- _To do_
Beginning at the line that contains "In this exercise you will locate the serrated-edge", repeat every line of the listing exactly through the final one.

# # # # #

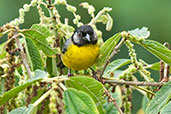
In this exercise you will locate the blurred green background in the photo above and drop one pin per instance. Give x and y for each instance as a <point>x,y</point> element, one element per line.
<point>127,15</point>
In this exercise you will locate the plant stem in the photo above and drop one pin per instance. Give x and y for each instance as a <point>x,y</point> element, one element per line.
<point>112,54</point>
<point>111,99</point>
<point>42,97</point>
<point>143,89</point>
<point>23,56</point>
<point>133,83</point>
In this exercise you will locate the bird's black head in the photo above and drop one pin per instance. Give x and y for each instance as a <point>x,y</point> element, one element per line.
<point>84,35</point>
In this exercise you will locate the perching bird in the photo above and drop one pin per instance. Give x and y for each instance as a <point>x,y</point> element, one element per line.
<point>81,50</point>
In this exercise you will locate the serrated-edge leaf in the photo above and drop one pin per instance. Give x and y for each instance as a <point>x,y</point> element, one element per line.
<point>158,50</point>
<point>24,110</point>
<point>14,91</point>
<point>34,56</point>
<point>160,99</point>
<point>91,86</point>
<point>167,109</point>
<point>155,66</point>
<point>107,48</point>
<point>40,41</point>
<point>109,106</point>
<point>78,102</point>
<point>41,29</point>
<point>114,65</point>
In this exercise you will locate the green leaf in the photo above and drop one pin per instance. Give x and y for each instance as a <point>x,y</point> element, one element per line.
<point>90,86</point>
<point>79,102</point>
<point>2,85</point>
<point>109,23</point>
<point>167,109</point>
<point>13,92</point>
<point>41,29</point>
<point>160,99</point>
<point>34,56</point>
<point>109,107</point>
<point>51,66</point>
<point>1,35</point>
<point>158,50</point>
<point>140,33</point>
<point>107,48</point>
<point>24,110</point>
<point>2,52</point>
<point>114,65</point>
<point>40,41</point>
<point>155,66</point>
<point>145,102</point>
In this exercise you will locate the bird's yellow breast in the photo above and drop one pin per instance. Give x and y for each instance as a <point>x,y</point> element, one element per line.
<point>80,58</point>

# # # # #

- _Reply to the exercise_
In this exercise you will locate the serrated-edge leaf in the photo above and drop one pin per instance. Give x and y for each instance as a <point>x,y</point> element, one element per line.
<point>158,50</point>
<point>24,110</point>
<point>14,91</point>
<point>34,56</point>
<point>160,99</point>
<point>91,86</point>
<point>167,109</point>
<point>155,66</point>
<point>107,48</point>
<point>40,41</point>
<point>109,106</point>
<point>78,102</point>
<point>41,29</point>
<point>114,65</point>
In this exercise you will locate the green leaf in the photo above and drop one pin per instance. Give x and y for each instance as a <point>x,y</point> element, one element per line.
<point>90,86</point>
<point>79,102</point>
<point>2,85</point>
<point>109,23</point>
<point>167,109</point>
<point>13,92</point>
<point>41,29</point>
<point>160,99</point>
<point>34,56</point>
<point>109,107</point>
<point>51,66</point>
<point>1,35</point>
<point>158,50</point>
<point>140,33</point>
<point>107,48</point>
<point>24,110</point>
<point>2,52</point>
<point>114,65</point>
<point>40,41</point>
<point>155,66</point>
<point>145,102</point>
In this exercise you will locate the bird's yellow breast in the photo above and drop one pin per instance. Give x and y for each instance as a <point>x,y</point> element, one element per line.
<point>80,58</point>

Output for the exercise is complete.